▶ **Votre consigne**: Recopiez sans rien changer le passage du texte sur la volonté nationale compris entre « L’importance de la volonté nationale se manifeste » et « nous inspirent. », ces deux segments inclus.

▶ **Texte présenté**:
L’importance de la volonté nationale se manifeste aussi
dans la définition de la place qu’occupe le Canada dans le monde. Plus que
jamais, notre prospérité et notre sécurité – la qualité de vie dans nos
collectivités et la vitalité de nos familles – dépendent de notre capacité
d’accéder aux marchés, de faire concurrence avec détermination et débrouillardise,
d’attirer des individus talentueux et des investissements, de concevoir des démarches
multilatérales pour la paix, la sécurité, les droits de la personne et la
gestion de l’environnement.
Enfin, l’importance de la volonté nationale se
manifeste dans la protection des valeurs qui définissent qui nous sommes et
nous inspirent.
Nos libertés fondamentales sont enchâssées dans notre
Charte des droits et libertés – entendons nous pour dire qu’en tant que
nation constituée de minorités, nous ne devons jamais permettre que ces droits
fondamentaux soient compromis si nous voulons conserver notre caractère
national et notre liberté individuelle.

▶ **Données**:
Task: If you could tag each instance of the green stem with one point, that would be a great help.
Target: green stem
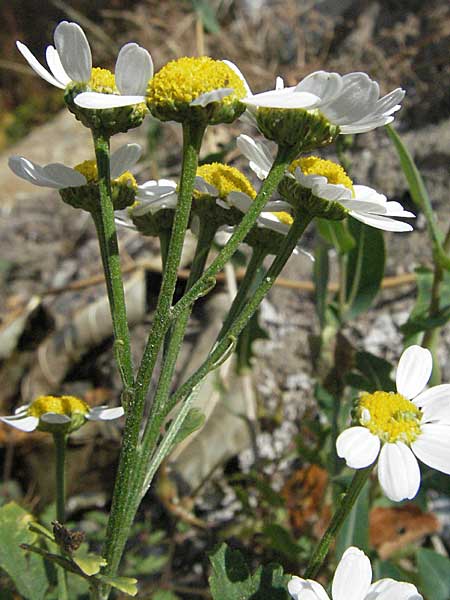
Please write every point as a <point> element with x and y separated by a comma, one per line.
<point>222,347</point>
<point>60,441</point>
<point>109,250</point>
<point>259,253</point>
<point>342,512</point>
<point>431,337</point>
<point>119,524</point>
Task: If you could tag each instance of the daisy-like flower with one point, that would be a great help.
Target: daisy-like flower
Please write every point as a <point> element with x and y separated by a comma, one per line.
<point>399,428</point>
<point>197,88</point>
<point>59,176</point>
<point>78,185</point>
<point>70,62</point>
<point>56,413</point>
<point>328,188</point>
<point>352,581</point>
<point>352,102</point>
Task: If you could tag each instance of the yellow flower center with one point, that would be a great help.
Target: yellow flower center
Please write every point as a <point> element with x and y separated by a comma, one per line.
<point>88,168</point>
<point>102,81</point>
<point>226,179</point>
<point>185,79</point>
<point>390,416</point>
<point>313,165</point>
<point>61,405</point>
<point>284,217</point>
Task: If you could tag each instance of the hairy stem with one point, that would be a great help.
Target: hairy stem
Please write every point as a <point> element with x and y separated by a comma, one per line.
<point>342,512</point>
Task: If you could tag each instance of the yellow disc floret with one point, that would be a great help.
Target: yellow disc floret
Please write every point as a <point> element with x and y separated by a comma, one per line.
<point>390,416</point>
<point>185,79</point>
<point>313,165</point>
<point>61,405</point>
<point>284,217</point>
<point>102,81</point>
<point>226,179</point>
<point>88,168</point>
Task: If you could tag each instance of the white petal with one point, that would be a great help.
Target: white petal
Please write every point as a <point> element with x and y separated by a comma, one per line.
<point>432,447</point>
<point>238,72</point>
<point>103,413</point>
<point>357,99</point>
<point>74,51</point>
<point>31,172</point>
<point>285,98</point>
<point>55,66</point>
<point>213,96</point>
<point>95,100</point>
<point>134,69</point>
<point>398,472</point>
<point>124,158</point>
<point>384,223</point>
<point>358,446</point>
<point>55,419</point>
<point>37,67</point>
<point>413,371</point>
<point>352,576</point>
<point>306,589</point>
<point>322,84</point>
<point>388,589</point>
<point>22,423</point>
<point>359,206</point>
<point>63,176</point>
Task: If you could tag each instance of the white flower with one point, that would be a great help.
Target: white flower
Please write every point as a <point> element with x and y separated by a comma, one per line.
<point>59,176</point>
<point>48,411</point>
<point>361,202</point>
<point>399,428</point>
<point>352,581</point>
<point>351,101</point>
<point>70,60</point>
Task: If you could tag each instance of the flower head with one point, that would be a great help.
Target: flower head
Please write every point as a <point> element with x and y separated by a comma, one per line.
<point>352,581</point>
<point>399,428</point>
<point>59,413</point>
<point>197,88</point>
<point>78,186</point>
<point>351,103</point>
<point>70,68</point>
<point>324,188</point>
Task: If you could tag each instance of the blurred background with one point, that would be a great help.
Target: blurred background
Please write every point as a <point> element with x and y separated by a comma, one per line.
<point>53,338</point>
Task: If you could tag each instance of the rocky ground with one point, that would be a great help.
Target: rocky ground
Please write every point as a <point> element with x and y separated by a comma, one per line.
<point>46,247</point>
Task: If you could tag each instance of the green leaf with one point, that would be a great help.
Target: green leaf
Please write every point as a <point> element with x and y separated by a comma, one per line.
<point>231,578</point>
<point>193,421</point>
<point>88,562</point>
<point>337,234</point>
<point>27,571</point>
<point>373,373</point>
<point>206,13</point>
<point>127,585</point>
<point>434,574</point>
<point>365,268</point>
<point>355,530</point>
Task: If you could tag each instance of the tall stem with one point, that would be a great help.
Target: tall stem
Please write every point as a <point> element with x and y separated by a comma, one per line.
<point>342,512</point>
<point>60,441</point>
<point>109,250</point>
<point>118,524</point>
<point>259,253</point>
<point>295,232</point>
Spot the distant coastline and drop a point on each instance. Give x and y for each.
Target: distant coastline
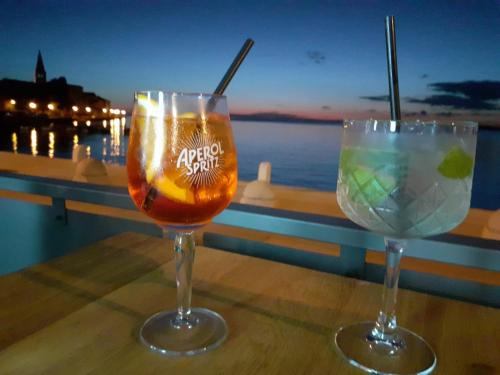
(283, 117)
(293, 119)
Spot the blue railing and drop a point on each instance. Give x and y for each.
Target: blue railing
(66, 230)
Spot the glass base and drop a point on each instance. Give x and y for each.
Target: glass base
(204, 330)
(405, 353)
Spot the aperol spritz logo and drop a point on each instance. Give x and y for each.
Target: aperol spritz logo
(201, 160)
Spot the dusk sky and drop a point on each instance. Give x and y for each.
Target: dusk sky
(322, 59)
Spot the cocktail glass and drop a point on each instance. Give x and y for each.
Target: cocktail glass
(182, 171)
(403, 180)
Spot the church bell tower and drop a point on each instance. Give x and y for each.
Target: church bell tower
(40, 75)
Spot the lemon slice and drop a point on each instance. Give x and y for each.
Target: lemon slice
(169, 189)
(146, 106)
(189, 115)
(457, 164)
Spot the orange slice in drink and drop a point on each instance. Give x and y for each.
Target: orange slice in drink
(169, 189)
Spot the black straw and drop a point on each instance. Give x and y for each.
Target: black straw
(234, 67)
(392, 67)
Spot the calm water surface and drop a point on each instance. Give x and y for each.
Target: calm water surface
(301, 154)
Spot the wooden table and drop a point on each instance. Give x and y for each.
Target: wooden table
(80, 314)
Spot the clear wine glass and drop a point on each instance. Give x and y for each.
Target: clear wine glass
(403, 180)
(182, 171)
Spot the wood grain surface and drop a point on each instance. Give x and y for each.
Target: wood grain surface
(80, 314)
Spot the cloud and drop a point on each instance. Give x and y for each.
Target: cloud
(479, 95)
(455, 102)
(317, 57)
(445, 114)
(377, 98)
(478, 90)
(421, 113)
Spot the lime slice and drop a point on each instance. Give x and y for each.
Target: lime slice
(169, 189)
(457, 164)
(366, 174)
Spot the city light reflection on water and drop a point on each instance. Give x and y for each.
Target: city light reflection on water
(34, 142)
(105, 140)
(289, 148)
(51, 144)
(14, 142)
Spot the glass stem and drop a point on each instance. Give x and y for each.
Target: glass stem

▶ **Corrigé**:
L’importance de la volonté nationale se manifeste aussi
dans la définition de la place qu’occupe le Canada dans le monde. Plus que
jamais, notre prospérité et notre sécurité – la qualité de vie dans nos
collectivités et la vitalité de nos familles – dépendent de notre capacité
d’accéder aux marchés, de faire concurrence avec détermination et débrouillardise,
d’attirer des individus talentueux et des investissements, de concevoir des démarches
multilatérales pour la paix, la sécurité, les droits de la personne et la
gestion de l’environnement.
Enfin, l’importance de la volonté nationale se
manifeste dans la protection des valeurs qui définissent qui nous sommes et
nous inspirent.